TASK OBJECTIVE: Pictures aside, print all of the data below exactly as written.

RECORD EXCERPTS:
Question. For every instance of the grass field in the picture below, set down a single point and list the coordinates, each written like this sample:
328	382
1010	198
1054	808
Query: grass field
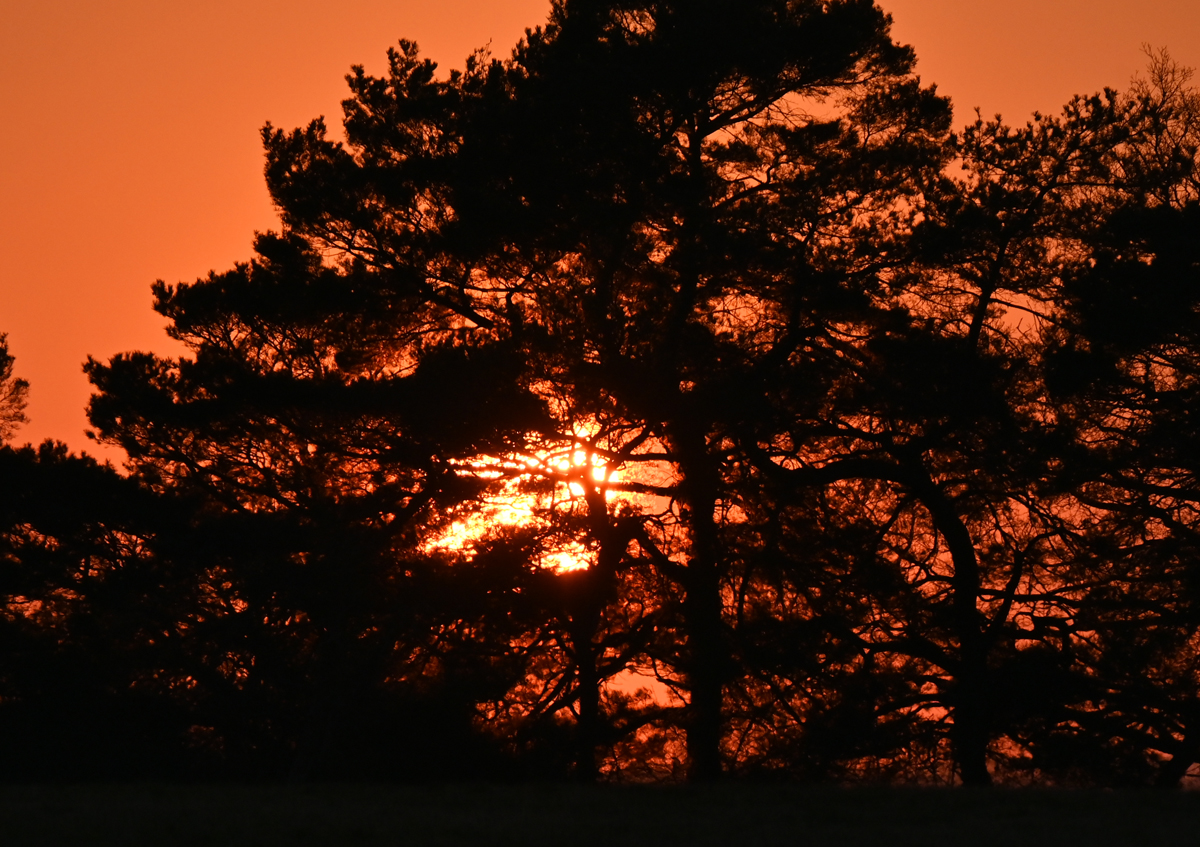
563	816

RESULT OF THE EXERCISE:
Question. For every instance of the grass field in the picture below, set down a single point and list the coordinates, each written like this sample:
328	382
1010	198
1054	808
Query: grass field
563	816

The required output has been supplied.